What to do
Reproduce every one of the following rows word for word, omitting the pictures from your answer.

Items stored from a collection
<<<<
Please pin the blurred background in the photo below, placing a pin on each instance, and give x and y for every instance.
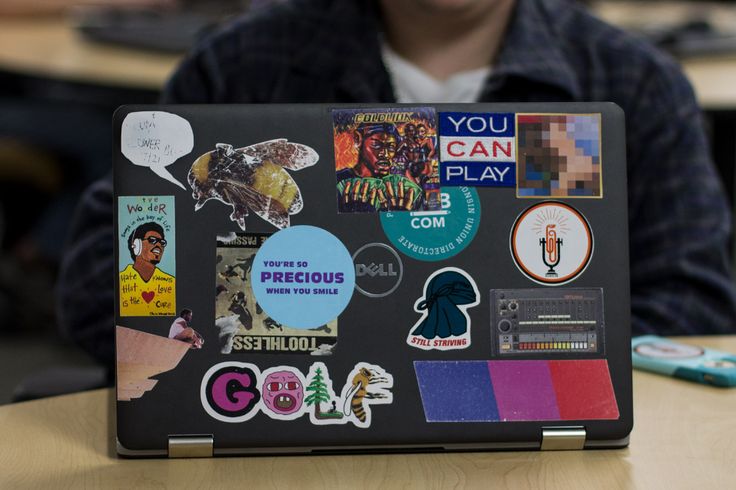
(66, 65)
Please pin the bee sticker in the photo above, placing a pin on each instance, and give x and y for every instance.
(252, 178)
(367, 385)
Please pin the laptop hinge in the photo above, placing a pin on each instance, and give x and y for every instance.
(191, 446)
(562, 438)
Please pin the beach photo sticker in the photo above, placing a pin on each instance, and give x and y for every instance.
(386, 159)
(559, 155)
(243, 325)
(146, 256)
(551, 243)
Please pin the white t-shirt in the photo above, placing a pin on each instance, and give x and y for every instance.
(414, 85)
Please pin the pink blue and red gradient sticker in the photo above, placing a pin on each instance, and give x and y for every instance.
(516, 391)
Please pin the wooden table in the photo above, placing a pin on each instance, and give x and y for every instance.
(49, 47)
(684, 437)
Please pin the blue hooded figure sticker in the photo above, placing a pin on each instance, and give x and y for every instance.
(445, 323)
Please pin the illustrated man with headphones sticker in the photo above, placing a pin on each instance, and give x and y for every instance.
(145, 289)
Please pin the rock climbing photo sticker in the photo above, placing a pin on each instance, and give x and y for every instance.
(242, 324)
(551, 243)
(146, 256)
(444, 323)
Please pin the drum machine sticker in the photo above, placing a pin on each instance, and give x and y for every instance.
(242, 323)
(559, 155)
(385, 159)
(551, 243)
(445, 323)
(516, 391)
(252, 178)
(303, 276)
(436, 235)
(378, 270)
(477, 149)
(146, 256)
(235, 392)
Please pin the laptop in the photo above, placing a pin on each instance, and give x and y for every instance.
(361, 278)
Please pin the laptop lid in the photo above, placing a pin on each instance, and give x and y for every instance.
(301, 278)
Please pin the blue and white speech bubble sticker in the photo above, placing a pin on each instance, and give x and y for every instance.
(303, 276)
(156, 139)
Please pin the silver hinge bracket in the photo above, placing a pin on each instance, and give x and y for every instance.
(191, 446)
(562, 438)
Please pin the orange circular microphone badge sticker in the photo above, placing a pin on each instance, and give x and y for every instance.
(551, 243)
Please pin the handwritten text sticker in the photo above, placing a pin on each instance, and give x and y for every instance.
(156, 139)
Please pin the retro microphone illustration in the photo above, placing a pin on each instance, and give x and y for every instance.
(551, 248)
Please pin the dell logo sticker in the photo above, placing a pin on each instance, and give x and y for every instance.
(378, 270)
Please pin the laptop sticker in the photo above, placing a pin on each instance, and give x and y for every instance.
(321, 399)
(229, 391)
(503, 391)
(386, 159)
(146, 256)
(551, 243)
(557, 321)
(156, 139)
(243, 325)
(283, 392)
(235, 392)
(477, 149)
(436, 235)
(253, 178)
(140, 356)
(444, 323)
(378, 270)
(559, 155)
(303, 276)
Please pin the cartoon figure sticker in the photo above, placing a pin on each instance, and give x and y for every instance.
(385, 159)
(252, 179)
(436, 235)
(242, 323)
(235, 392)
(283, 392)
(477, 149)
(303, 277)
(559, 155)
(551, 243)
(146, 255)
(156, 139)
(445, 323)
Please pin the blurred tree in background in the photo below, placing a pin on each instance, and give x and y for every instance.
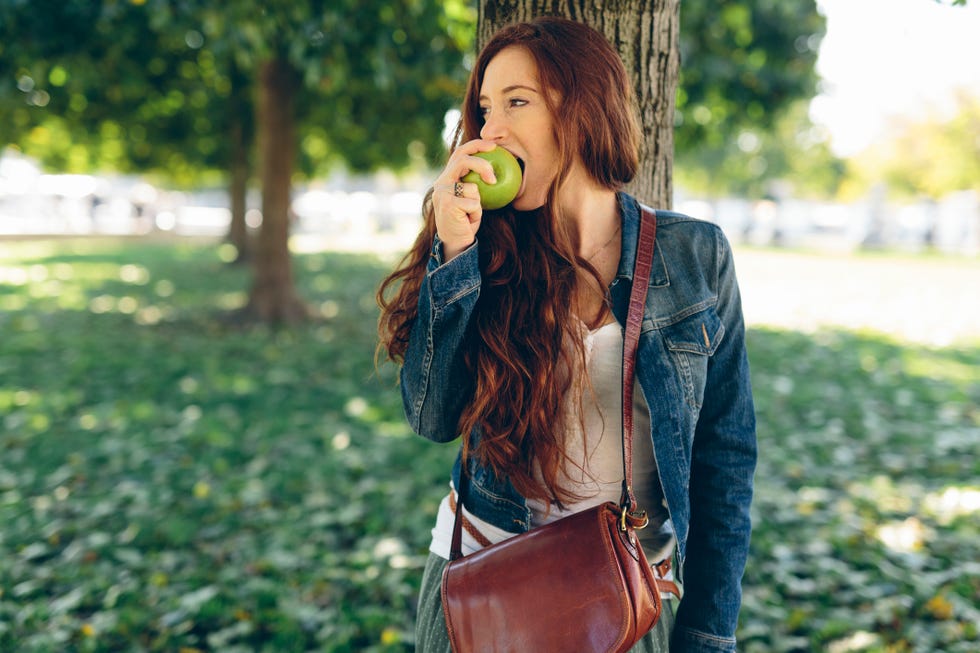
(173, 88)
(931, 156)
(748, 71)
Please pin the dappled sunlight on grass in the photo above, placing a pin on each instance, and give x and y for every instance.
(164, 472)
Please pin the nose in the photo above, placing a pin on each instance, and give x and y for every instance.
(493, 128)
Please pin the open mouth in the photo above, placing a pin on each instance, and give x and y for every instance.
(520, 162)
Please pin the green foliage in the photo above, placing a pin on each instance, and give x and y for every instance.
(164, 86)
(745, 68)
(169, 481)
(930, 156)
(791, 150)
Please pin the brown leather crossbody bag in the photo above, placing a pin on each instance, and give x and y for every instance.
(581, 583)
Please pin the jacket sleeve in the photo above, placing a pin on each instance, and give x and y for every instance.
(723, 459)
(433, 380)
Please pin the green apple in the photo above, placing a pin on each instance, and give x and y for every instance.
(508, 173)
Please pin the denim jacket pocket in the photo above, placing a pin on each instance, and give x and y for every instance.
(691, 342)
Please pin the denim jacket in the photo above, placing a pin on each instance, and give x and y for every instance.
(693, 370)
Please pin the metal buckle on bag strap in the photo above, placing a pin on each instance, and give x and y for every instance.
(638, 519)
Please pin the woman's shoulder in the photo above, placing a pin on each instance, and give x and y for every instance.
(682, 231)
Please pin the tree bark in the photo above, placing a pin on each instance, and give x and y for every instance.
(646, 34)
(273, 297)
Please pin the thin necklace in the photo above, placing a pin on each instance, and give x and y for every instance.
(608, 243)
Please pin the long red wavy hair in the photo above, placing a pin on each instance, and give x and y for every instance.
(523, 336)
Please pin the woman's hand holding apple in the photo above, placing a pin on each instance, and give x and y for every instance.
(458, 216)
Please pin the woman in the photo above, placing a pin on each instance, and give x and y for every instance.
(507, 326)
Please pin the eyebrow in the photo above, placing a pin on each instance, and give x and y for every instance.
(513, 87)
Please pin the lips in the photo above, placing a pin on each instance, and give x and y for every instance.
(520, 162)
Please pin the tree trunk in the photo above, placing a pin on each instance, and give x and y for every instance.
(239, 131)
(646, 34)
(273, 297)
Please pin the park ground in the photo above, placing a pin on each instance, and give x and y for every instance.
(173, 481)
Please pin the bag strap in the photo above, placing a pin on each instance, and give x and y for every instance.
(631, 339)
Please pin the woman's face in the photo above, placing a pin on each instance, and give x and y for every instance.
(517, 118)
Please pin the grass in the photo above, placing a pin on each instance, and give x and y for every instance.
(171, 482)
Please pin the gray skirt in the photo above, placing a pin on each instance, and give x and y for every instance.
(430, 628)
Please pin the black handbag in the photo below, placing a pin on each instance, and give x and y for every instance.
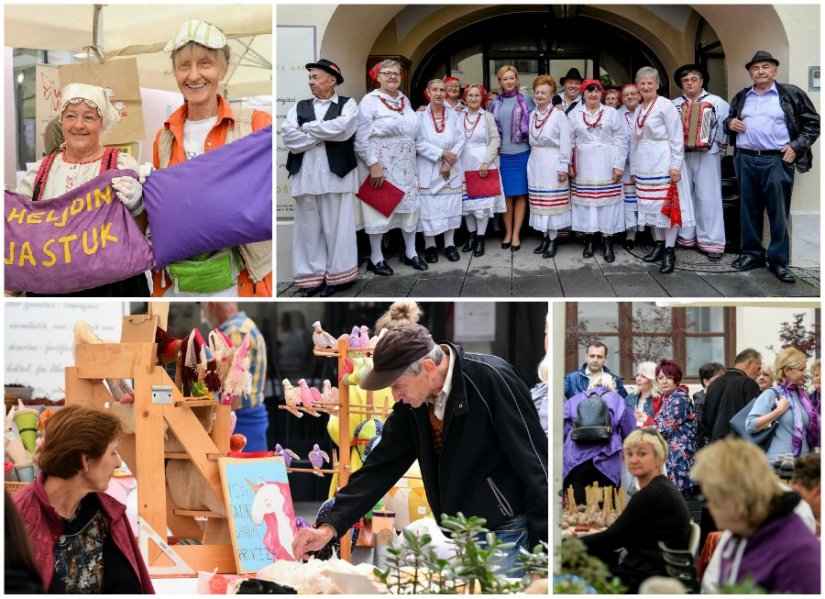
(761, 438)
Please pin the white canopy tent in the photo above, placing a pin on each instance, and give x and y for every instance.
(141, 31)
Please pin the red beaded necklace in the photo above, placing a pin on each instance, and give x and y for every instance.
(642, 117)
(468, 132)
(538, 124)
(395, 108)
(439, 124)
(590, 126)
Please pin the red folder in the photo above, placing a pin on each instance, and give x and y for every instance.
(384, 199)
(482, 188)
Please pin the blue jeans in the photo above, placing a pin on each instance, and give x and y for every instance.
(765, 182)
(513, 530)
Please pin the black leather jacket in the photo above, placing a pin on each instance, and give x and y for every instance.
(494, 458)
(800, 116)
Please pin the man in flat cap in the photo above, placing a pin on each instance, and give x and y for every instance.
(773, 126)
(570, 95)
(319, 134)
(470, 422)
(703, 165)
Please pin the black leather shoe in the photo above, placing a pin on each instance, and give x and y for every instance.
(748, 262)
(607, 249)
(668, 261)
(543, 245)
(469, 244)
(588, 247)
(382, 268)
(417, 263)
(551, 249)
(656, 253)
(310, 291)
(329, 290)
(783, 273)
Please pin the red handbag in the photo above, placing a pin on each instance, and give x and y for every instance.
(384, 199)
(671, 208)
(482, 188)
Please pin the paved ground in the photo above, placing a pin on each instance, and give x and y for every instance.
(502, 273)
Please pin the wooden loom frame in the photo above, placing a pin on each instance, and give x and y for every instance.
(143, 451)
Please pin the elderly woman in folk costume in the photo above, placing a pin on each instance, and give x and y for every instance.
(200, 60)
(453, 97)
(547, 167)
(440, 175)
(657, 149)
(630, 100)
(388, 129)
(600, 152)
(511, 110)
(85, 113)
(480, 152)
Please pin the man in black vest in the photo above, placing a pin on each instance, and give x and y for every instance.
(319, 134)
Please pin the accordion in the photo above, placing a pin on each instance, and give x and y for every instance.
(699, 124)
>>>>
Exercise output
Please pin the blurred background in the photo below, placing a pin on each instance, and give x and y for every instance.
(66, 65)
Please pin the bee sticker in the photo above, placing a pin on each instance, and give x and y for every instance.
(252, 178)
(367, 385)
Please pin the laptop hinge in the photo above, placing a pin on each instance, and give x and y for every instance.
(191, 446)
(562, 438)
Please pin the beach photo sticker in the photo above, placing a pin on each instance, and give x and y for every instance.
(386, 159)
(559, 155)
(243, 325)
(146, 256)
(551, 243)
Please pin the white t-shirt in the photo above, placing a pin on each instance, and give x and y for every instance.
(414, 85)
Please pin the pink blue and red gradient sticker in the photo above, placing a pin on each instance, and give x and y for every instance.
(516, 391)
Please pin the wooden table in the photo above, placing a pin on each instance, and give x and y for every instance.
(49, 47)
(684, 437)
Please pin the blue hooded figure sticker in the photo above, placing a pin on each instance, and give x and y for every instance.
(445, 323)
Please pin the illustrated man with headphones sticker in the photo above, placing a pin on each instance, and give x and y for every instance.
(145, 289)
Please pin the rock climbing photo sticker in the photo above, placing a pin on each instance, and give x and y for every instance.
(242, 324)
(551, 243)
(146, 256)
(444, 323)
Please pin the drum machine sticker in the photo above, placing a pin on each instance, and give x and y for every instance.
(242, 323)
(559, 155)
(385, 159)
(551, 243)
(445, 323)
(516, 391)
(252, 178)
(303, 276)
(436, 235)
(378, 270)
(477, 149)
(146, 256)
(235, 392)
Please pin the laptop in the photo above, placing a pin on each instance, and give x and y for every instance.
(361, 278)
Please pin the laptop lid in the photo above, placing a pin on each instance, and give x and y for every instance.
(301, 278)
Please pin the blue and white speech bubble sticker in the photo above, placing a pin on each instance, and give x and y for every instance.
(303, 276)
(156, 139)
Please pin the silver hinge bracket in the photo above, placing a pin on each instance, and give x and y for every instance.
(191, 446)
(562, 438)
Please pin the orange circular microphone badge sticker in the photo above, placing a pin on each instance, and give x and y for every instance.
(551, 243)
Please pin the handwritten text sticker in the photo above, placing a pin on each instance, and give x and y for every instance.
(156, 139)
Please pin the retro microphone illustration in the photo above, placing a pin on each instance, and give x and y for every instance.
(551, 248)
Please pin the dell logo sticker in the photo above, placing a pin on each instance, and give x and y for every instance.
(378, 270)
Please pin the laptop sticker in the photo above, placing a pin on each instance, and give x and y for every instance.
(321, 399)
(229, 391)
(503, 391)
(386, 159)
(146, 256)
(551, 243)
(557, 321)
(156, 139)
(243, 325)
(283, 392)
(235, 392)
(477, 149)
(436, 235)
(253, 178)
(140, 356)
(444, 323)
(378, 270)
(559, 155)
(303, 276)
Please pin the cartoon figure sticker in the photo above, placing a pin on each instance, and give x and y for every instance.
(385, 159)
(252, 179)
(436, 235)
(242, 323)
(235, 392)
(283, 392)
(477, 149)
(303, 277)
(559, 155)
(551, 243)
(146, 255)
(156, 139)
(445, 323)
Please pin the blurred tree in background in the photo below, placing a pin on each instance, and give x and y for every instance.
(173, 88)
(931, 156)
(748, 71)
Please pin the dappled sunlight on grass in the photo above, placing a pin on each instance, and give x and y for every instance.
(164, 472)
Please pin the nose in the photo above, placing a pin on each instance, and give x and y for every instance.
(493, 128)
Please pin the open mouth in the photo above, placing a pin on each instance, and give x and y for every instance.
(520, 162)
Please pin the green foliage in the photo above, placing a pin on each instance, and give x and y for every instance.
(164, 86)
(745, 68)
(169, 481)
(930, 156)
(791, 150)
Please pin the brown leather crossbody bag in the photo above, placing a pin on each instance, and give x and y for every instance.
(581, 583)
Please pin the jacket sleeve in the photo above, placing a pin on each instance, and give x and y for every instance.
(723, 459)
(433, 380)
Please pin the green apple in the photo above, placing a pin on each instance, and give x and y for every instance.
(508, 173)
Please pin the denim jacket pocket in the photo above, placing a pin on each instance, and give x and y for every instance.
(691, 342)
Please pin the denim jacket in the photo above, placing a pin on each instance, and give x and y for every instance.
(693, 370)
Please pin the metal buckle on bag strap in the photo above, placing a pin on each instance, and give x and y for every instance.
(638, 519)
Please pin the woman's shoulder in the photo above, placing a pin on each instance, and give x and y for every instance.
(682, 231)
Please pin the tree bark in the photo above, placing a pin on each instance, and give x and y for every instance.
(646, 34)
(273, 297)
Please pin the thin necklace in the photo above, placing a pin on each instance, and give x and y for every instance.
(608, 243)
Please pin the long red wavy hair in the photo above, placing a pin on each instance, and give x and y for every instance.
(523, 336)
Please pin the woman's hand holding apple in the photo above, placing a pin on each instance, and give x and y for every instance.
(458, 216)
Please pin the woman in the photo above, placing a pin on each instance, and give x and y for every instance.
(507, 326)
Please pin the eyebrow in the photo above, placing a pin on each instance, and give x and y for every instance.
(513, 87)
Please pin the lips in the photo above, placing a pin on each instance, and give x and y for every instance.
(520, 162)
Please pin the tree trunk in the photo above, placing a pin on each instance, and give x and y for every instance.
(239, 131)
(646, 34)
(273, 297)
Please pin the park ground in the photo above, placing a pin on each instance, and give x and y for every instance.
(173, 481)
Please pin the bag strap in the photo above, placing a pin on each instance, and give x and y for every instance.
(631, 339)
Please pin the woman's face in the photo above, placing a pin on each instance, and give x and y for every instance.
(517, 118)
Please pin the grass in the photo above, placing a pin on each instance, and give x and y for every instance.
(171, 482)
Please pin the gray skirt in the photo above, placing a pin on each instance, and give x and y for every instance.
(430, 628)
Please pin the black handbag in the photo below, placing a pin on each instance, and give x and y for every instance.
(761, 438)
Please pin the white canopy tent in the photo above, placing a pin on each instance, and give x and y for every instance.
(141, 31)
Please pin the red beaded necklace in the photo above, placing a pin on each instance, and give x and y for every instance.
(642, 117)
(468, 132)
(538, 124)
(395, 108)
(439, 124)
(590, 126)
Please pin the red folder in the photo above, placing a pin on each instance, and give x and y for every instance.
(384, 199)
(482, 188)
Please pin the blue jeans in the photo above, placing a pin on each instance, and give x and y for every instance.
(765, 182)
(513, 530)
Please pin the black leather jacket in the photo above, placing a pin on each instance, and give x and y for every instance.
(494, 458)
(800, 116)
Please pin the man in flat cap in the photo above, placing a pin on each instance, and give x and y for every instance.
(773, 126)
(570, 95)
(319, 134)
(470, 422)
(703, 165)
Please pin the black leather shoe in the photo above, placing a pin on each instance, and give x and y for every instance.
(748, 262)
(607, 249)
(668, 261)
(543, 245)
(469, 244)
(588, 247)
(382, 268)
(417, 263)
(551, 249)
(656, 253)
(310, 291)
(329, 290)
(783, 273)
Please pin the red handbag in the photo above, placing a pin on each instance, and give x and y for every instance.
(384, 199)
(671, 208)
(482, 188)
Please pin the paved ground in the photo above, placing a pin on each instance, and give x and y for every instance.
(502, 273)
Please pin the wooden loom frame in the photo above, placing a pin on each instance, and give x and y for every instance.
(143, 451)
Please pin the elderly woman in folk costume in the photo above, placing a pin on each instance, and give x and y for every instance.
(200, 60)
(453, 97)
(547, 167)
(440, 175)
(657, 149)
(630, 100)
(388, 129)
(600, 152)
(511, 110)
(85, 113)
(480, 152)
Please pin the man in black vest in the photo above, placing a pin on each instance, and give x and y for every instance.
(319, 134)
Please pin the accordion in the photo above, placing a pin on each instance, and give x and y for every instance.
(699, 124)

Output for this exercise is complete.